*REQUEST*: Which lines run from the one containing "Locate the camouflage jacket" to the end of the entries? Quote them exactly, and nothing else.

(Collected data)
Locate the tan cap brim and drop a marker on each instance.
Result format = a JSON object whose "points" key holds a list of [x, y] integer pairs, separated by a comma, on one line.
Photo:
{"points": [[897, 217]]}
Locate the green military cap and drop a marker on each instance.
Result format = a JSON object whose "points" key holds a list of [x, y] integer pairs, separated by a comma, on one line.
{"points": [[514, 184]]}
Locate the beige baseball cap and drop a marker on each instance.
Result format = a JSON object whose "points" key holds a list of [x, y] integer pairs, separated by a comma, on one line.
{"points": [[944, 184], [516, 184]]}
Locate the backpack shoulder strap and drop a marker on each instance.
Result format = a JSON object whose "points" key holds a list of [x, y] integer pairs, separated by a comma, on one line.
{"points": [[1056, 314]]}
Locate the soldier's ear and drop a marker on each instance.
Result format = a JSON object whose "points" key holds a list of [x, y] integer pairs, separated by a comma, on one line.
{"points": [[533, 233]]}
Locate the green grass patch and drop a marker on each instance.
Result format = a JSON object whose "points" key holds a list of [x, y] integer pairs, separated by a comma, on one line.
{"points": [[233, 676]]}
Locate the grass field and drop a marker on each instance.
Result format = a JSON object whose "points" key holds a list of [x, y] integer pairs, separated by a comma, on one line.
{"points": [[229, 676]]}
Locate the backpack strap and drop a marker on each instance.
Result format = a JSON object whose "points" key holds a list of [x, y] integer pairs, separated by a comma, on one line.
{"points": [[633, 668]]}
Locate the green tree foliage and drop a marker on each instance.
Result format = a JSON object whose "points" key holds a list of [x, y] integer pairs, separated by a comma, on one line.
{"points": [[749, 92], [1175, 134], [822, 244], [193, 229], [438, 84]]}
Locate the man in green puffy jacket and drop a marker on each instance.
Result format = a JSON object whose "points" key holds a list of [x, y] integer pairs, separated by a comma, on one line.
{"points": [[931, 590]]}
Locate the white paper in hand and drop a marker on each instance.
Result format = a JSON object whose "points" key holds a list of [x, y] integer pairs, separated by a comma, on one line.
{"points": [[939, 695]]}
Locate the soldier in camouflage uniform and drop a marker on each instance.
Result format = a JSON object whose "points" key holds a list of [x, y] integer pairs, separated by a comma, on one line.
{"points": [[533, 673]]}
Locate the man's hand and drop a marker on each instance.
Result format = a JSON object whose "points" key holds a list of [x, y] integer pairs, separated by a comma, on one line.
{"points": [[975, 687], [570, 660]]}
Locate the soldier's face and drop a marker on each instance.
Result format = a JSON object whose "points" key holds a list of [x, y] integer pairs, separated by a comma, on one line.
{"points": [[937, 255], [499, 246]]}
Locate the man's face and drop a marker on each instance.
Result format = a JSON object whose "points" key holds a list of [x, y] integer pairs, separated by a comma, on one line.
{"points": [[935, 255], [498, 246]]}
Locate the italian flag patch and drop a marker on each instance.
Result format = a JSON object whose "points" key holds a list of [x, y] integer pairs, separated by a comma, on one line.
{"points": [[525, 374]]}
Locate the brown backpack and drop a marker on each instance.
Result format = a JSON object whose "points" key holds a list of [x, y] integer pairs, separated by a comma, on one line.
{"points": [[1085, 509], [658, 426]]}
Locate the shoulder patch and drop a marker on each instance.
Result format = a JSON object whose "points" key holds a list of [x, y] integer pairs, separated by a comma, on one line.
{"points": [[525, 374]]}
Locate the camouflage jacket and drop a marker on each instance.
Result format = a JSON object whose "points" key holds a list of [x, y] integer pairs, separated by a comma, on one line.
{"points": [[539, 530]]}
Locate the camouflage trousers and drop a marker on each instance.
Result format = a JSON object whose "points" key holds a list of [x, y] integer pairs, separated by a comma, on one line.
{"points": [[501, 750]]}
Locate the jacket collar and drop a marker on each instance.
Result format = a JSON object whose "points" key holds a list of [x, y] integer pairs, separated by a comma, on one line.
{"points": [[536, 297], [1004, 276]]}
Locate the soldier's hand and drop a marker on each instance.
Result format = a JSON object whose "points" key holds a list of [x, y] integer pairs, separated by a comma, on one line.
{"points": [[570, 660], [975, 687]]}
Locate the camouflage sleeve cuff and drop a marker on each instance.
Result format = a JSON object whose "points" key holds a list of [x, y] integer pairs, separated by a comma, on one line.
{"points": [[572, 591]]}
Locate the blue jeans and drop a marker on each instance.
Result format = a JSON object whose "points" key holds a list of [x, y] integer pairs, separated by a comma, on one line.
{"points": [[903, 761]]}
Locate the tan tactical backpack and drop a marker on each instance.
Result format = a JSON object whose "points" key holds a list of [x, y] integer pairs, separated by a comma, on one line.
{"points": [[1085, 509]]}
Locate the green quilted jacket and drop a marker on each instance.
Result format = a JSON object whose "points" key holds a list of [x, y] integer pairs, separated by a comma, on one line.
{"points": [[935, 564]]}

*TASK RESPONSE*:
Locate the camouflage jacket and drop a marker on each instance.
Result format = a JSON object whose "points" key holds a list of [x, y] integer pairs, separated by a comma, on one line.
{"points": [[539, 530]]}
Locate the camouflage trousers and drop a marker on each instance.
Result format = a JSON object whose "points" key holds a list of [x, y] integer pairs, separated by a comma, on one line.
{"points": [[501, 750]]}
Locate the jacket collar and drop a marker on each instance.
Result format = a JSON object whose "points" key holds a list of [x, y] integer pairs, separated by a comma, on one line.
{"points": [[536, 297], [1004, 276]]}
Locate the soldier's hand and drop a marker on each instance.
Result format = a JSON object whose "points" key holds a list of [x, y] integer pairs, separated by a comma, on one line.
{"points": [[570, 660], [975, 687]]}
Locate the camouflage sleeve cuff and drop a marker on each instance.
Result format = a JSON object whose "points" key holds a list of [x, y] integer pairs, separated by a comma, on one line.
{"points": [[572, 591]]}
Locate the blue jeans and drop a marker on each instance.
Result format = a JSON object whose "points" key holds a list of [x, y] integer pairs, separated by a comma, on one line.
{"points": [[903, 761]]}
Locate the tan tactical backpack and drop a marker on each instance.
Result format = a JSON object whose "points" key holds a list of [x, y] integer pairs, separated by a comma, on one line.
{"points": [[1085, 509]]}
Locate the green quilted jacket and drop a marker on each instance.
Result format = a JSON object whose "points" key holds a list of [x, y] integer pairs, separated by a comma, on one line.
{"points": [[935, 564]]}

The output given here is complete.